» The exercise: From the rows below, pull out each line that contains the word "field".

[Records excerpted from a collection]

########

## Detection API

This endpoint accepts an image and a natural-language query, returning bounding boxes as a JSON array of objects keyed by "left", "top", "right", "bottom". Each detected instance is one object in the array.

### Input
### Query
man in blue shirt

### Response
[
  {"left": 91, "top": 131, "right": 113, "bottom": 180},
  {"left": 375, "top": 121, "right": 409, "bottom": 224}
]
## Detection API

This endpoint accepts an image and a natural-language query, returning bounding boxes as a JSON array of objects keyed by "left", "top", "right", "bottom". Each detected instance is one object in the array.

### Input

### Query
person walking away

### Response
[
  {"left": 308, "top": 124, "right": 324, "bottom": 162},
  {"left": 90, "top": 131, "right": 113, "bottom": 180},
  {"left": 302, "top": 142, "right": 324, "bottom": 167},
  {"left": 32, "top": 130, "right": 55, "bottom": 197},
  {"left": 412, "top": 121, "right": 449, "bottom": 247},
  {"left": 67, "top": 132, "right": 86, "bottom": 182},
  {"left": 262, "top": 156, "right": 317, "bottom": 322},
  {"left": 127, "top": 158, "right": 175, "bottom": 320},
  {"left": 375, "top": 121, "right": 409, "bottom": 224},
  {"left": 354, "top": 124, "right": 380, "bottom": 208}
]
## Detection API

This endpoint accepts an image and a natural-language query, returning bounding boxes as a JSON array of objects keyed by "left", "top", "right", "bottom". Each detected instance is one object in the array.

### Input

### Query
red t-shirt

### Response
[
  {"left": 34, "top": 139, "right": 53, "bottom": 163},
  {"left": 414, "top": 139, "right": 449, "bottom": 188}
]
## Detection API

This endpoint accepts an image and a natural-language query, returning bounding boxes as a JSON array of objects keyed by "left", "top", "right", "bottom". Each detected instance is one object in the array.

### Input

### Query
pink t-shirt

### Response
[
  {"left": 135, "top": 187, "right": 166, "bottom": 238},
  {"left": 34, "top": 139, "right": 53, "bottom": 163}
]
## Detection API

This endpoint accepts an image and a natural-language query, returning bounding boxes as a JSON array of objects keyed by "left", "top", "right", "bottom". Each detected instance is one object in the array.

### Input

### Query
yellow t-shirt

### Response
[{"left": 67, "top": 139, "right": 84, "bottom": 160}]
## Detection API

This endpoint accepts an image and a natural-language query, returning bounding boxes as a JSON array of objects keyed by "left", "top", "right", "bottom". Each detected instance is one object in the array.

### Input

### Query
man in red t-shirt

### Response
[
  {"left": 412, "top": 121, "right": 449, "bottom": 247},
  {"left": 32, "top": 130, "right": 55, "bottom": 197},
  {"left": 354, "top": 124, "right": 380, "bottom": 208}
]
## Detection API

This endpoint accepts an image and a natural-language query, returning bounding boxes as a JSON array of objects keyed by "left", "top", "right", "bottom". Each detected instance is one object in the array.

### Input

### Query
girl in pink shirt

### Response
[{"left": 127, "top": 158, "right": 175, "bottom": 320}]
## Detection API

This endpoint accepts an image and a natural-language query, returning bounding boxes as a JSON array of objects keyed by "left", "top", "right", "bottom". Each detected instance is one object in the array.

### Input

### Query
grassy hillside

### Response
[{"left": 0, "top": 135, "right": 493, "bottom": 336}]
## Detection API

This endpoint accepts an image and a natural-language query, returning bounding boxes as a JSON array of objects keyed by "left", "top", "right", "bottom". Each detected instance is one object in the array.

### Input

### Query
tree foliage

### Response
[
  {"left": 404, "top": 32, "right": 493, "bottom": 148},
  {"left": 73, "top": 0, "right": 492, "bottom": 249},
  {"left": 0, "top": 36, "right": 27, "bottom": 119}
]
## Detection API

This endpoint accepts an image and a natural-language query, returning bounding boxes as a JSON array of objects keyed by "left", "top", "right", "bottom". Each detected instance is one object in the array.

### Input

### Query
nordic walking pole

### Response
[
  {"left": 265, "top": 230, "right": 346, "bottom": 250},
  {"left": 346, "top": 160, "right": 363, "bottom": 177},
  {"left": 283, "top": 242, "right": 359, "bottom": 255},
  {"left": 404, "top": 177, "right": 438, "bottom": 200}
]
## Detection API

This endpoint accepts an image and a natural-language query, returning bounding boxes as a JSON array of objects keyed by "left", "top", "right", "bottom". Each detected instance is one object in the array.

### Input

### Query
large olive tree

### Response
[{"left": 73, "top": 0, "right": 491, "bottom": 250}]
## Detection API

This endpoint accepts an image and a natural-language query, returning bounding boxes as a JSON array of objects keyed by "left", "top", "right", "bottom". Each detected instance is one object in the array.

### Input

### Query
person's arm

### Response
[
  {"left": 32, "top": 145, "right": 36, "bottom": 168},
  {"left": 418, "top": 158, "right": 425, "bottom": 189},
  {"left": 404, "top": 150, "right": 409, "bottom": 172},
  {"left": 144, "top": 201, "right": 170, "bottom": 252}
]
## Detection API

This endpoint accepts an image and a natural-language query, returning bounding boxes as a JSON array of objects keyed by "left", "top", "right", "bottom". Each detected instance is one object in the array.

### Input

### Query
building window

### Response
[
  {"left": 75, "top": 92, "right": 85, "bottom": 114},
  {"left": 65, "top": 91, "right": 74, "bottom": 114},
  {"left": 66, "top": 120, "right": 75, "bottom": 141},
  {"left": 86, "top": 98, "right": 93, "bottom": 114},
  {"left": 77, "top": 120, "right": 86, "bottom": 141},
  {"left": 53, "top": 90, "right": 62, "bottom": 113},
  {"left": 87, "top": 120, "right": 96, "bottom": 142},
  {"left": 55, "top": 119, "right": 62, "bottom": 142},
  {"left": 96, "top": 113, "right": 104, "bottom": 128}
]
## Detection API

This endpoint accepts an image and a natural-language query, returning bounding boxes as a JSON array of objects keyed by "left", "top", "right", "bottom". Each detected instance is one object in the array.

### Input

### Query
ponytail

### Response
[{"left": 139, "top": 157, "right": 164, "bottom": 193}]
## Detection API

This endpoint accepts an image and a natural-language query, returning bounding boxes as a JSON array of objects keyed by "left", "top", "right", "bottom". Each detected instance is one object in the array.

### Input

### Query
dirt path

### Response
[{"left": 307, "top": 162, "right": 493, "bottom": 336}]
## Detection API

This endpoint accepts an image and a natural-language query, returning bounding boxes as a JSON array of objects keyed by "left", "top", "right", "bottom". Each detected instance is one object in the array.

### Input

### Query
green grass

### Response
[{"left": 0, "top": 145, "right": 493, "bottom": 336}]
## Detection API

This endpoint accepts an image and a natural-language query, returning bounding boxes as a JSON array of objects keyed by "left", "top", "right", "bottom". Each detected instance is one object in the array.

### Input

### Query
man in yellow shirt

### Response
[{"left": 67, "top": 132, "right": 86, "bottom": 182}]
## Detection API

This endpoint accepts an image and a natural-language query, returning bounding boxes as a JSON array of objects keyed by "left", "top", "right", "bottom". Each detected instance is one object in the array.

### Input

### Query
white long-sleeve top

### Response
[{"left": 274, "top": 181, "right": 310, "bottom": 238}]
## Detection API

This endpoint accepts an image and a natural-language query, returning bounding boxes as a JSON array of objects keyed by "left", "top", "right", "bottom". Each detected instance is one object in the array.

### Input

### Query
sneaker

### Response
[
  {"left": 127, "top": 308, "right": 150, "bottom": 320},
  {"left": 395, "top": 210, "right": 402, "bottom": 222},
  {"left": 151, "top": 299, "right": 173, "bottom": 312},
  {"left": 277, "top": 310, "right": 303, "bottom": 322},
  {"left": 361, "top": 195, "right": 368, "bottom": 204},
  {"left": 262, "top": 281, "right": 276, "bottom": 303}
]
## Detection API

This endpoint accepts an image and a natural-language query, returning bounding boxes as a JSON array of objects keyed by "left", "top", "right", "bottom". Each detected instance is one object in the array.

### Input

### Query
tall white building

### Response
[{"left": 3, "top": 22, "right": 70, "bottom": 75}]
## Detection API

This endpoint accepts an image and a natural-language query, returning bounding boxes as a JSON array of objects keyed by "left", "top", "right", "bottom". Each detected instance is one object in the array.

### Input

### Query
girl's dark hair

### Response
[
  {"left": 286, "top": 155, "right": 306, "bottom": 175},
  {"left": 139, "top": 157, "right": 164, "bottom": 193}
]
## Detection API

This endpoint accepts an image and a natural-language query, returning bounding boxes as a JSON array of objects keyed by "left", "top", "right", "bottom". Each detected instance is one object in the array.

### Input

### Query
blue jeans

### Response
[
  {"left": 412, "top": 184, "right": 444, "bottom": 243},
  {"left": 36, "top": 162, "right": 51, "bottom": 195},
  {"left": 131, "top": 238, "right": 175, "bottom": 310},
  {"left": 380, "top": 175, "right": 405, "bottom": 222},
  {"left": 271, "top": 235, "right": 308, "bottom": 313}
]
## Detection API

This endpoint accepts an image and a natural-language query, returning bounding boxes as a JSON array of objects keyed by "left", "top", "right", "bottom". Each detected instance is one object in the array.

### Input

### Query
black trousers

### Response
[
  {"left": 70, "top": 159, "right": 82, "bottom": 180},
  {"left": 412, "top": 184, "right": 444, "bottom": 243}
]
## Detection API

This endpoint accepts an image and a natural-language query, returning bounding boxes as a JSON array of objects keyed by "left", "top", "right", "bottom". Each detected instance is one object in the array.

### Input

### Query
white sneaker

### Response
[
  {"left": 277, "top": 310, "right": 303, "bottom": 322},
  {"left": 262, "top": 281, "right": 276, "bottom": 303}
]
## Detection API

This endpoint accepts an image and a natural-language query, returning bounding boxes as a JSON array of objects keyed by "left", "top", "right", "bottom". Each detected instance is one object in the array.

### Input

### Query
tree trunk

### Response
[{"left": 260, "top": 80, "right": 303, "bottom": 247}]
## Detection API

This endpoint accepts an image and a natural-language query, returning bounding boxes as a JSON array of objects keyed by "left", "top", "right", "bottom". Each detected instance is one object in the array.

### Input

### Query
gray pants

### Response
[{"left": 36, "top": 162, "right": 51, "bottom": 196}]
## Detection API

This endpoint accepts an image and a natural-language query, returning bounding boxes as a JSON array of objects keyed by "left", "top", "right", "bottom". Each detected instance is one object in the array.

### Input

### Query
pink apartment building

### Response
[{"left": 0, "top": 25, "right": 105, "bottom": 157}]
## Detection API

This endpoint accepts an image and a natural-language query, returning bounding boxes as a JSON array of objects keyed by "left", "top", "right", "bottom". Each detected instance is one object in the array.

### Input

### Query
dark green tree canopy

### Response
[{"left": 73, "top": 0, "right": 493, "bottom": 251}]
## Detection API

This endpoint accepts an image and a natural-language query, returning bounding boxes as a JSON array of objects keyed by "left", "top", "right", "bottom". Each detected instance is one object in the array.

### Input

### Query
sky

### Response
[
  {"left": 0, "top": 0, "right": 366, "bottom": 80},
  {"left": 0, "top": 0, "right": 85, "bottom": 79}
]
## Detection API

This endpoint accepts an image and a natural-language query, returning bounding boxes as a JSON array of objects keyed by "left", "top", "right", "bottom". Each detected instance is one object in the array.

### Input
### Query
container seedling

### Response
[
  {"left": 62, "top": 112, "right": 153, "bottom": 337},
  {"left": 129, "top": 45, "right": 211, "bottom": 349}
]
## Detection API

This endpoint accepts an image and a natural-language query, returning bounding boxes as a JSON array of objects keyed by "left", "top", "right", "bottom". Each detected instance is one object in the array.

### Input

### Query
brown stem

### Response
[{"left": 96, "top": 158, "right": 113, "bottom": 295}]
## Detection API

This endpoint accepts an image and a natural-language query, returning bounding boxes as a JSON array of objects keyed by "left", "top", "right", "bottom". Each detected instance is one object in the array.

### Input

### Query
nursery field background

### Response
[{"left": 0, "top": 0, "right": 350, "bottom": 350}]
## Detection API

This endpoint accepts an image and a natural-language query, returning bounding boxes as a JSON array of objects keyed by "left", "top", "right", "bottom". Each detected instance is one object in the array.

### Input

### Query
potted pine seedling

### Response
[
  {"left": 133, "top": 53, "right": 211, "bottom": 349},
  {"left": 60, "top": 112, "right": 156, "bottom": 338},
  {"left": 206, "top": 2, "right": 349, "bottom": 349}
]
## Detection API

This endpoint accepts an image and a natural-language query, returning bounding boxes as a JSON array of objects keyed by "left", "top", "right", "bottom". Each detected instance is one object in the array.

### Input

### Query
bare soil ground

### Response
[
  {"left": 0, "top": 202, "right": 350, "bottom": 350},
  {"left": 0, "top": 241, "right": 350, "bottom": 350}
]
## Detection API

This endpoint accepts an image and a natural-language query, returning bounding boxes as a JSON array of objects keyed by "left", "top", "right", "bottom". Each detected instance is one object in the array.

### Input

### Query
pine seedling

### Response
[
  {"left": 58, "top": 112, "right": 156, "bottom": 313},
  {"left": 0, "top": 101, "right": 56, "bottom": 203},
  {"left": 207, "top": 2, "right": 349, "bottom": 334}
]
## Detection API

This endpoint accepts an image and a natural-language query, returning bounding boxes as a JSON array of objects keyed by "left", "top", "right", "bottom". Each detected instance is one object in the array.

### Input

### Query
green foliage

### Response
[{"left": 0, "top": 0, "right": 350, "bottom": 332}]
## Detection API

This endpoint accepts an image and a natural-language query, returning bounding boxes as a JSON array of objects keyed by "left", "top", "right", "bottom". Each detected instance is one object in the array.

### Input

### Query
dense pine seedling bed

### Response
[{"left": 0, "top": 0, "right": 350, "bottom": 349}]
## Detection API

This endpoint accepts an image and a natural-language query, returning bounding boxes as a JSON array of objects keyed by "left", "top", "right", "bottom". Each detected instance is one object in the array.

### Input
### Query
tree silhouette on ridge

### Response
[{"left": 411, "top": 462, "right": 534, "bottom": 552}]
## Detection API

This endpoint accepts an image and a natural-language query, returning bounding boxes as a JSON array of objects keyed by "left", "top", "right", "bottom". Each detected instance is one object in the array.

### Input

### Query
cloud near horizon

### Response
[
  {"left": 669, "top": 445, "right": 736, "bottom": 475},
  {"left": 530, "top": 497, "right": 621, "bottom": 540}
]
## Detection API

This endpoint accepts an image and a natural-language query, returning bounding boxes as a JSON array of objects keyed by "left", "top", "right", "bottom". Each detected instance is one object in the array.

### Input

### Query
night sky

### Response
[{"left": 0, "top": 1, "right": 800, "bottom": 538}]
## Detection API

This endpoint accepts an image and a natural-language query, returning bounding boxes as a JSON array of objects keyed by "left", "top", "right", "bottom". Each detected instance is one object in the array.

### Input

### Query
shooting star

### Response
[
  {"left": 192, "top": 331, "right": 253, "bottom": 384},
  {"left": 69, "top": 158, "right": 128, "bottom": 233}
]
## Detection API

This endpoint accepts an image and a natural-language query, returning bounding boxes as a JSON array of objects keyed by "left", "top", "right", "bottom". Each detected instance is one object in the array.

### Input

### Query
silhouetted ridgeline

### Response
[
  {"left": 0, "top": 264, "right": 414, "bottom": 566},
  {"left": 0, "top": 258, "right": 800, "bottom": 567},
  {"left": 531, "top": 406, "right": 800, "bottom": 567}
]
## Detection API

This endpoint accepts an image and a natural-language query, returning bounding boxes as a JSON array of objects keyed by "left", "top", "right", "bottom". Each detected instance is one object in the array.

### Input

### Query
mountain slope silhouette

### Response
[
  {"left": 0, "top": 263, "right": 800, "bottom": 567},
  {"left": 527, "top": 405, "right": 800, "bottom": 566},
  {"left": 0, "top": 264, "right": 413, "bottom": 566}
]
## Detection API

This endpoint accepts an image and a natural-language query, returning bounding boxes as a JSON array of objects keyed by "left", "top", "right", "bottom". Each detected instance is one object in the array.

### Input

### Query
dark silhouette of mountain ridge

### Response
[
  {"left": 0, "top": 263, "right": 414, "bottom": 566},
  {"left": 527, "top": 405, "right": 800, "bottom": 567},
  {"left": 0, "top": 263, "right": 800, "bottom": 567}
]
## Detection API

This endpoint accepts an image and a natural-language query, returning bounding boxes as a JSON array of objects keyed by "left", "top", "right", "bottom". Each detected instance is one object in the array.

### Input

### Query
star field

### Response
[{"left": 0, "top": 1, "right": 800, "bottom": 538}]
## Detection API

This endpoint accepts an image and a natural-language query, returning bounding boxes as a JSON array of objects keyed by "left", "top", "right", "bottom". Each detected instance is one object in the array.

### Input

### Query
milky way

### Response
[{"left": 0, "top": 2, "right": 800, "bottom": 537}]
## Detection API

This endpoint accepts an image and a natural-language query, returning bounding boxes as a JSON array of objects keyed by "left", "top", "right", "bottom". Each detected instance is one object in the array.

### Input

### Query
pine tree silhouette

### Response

########

» Solution to this task:
nursery field background
star field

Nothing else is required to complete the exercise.